— start RECORDS TO PROCESS —

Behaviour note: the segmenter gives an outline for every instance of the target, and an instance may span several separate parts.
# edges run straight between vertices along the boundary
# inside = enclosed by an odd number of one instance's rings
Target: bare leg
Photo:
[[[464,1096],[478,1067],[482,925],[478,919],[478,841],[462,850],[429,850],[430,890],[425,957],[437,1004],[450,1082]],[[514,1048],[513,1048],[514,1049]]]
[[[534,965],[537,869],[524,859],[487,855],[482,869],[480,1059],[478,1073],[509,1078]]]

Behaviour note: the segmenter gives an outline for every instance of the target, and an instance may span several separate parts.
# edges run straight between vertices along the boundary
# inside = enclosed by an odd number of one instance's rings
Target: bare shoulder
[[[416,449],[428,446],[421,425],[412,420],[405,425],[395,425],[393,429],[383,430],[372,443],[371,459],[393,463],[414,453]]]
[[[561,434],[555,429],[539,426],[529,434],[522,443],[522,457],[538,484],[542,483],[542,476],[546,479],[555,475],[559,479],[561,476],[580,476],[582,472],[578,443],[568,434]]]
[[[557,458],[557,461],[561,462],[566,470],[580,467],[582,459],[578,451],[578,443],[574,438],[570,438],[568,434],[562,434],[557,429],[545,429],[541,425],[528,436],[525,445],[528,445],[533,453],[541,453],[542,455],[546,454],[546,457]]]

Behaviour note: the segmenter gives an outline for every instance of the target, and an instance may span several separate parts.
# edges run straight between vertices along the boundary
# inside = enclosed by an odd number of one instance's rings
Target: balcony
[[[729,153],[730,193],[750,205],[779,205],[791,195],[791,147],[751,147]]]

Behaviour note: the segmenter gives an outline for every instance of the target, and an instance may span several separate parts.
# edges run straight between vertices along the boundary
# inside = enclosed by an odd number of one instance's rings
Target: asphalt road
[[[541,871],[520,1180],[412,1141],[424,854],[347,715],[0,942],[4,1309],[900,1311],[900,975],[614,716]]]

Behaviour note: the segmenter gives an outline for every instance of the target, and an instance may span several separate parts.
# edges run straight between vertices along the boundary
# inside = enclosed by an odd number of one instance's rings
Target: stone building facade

— end RECORDS TO PROCESS —

Reproduce the data, keeping every line exactly the same.

## RESPONSE BELOW
Behaviour note: the segmenter gives an outline for every instance of the target, and an instance may span several separate parts.
# edges run straight between vertices along the boundary
# inside = enclosed by an odd number of one instance's rings
Target: bare leg
Photo:
[[[464,1096],[478,1067],[482,925],[478,919],[478,841],[462,850],[429,850],[430,890],[425,957],[437,1004],[450,1082]],[[514,1048],[513,1048],[514,1049]]]
[[[534,965],[537,869],[524,859],[487,855],[482,869],[480,1059],[478,1073],[509,1078]]]

Behaviour note: the segmenter gives an outline for every instance of the target, and an instance may span several separate parts.
# edges run straight between vertices along the boundary
# inside = enclosed by an odd number of one instance's rings
Target: bare shoulder
[[[416,449],[428,446],[421,425],[412,420],[405,425],[395,425],[393,429],[383,430],[372,443],[371,459],[393,463],[414,453]]]
[[[561,434],[555,429],[539,426],[529,434],[522,443],[522,457],[538,484],[542,483],[542,476],[546,479],[555,475],[559,479],[561,476],[580,476],[582,472],[578,443],[568,434]]]
[[[557,458],[557,461],[561,462],[566,470],[580,467],[582,459],[578,451],[578,443],[574,438],[570,438],[568,434],[562,434],[557,429],[545,429],[541,425],[528,436],[525,445],[528,445],[533,453],[541,453],[542,455],[546,454],[546,457]]]

Behaviour note: the segmenter gives an outline for every instance of the target, and an instance may span several separate parts.
# edges run straight between vertices along the boundary
# inside = enclosed by an odd number of one instance's rings
Target: balcony
[[[729,153],[730,193],[750,205],[779,205],[791,195],[791,147],[751,147]]]

Behaviour note: the segmenter gives an outline for every instance of the target, and an instance may span several separate parts.
# edges run straight between vertices along the boundary
# inside = enclosed by an odd number of one instance's rings
Target: asphalt road
[[[541,871],[520,1180],[412,1141],[424,854],[347,715],[0,942],[4,1309],[900,1311],[900,975],[614,716]]]

Behaviour note: the segmenter gives an outline for every instance of the target, and an instance may span several separate parts.
# edges run straight between vertices along the boundary
# inside = enclosed by an odd number of one instance's rings
Target: stone building facade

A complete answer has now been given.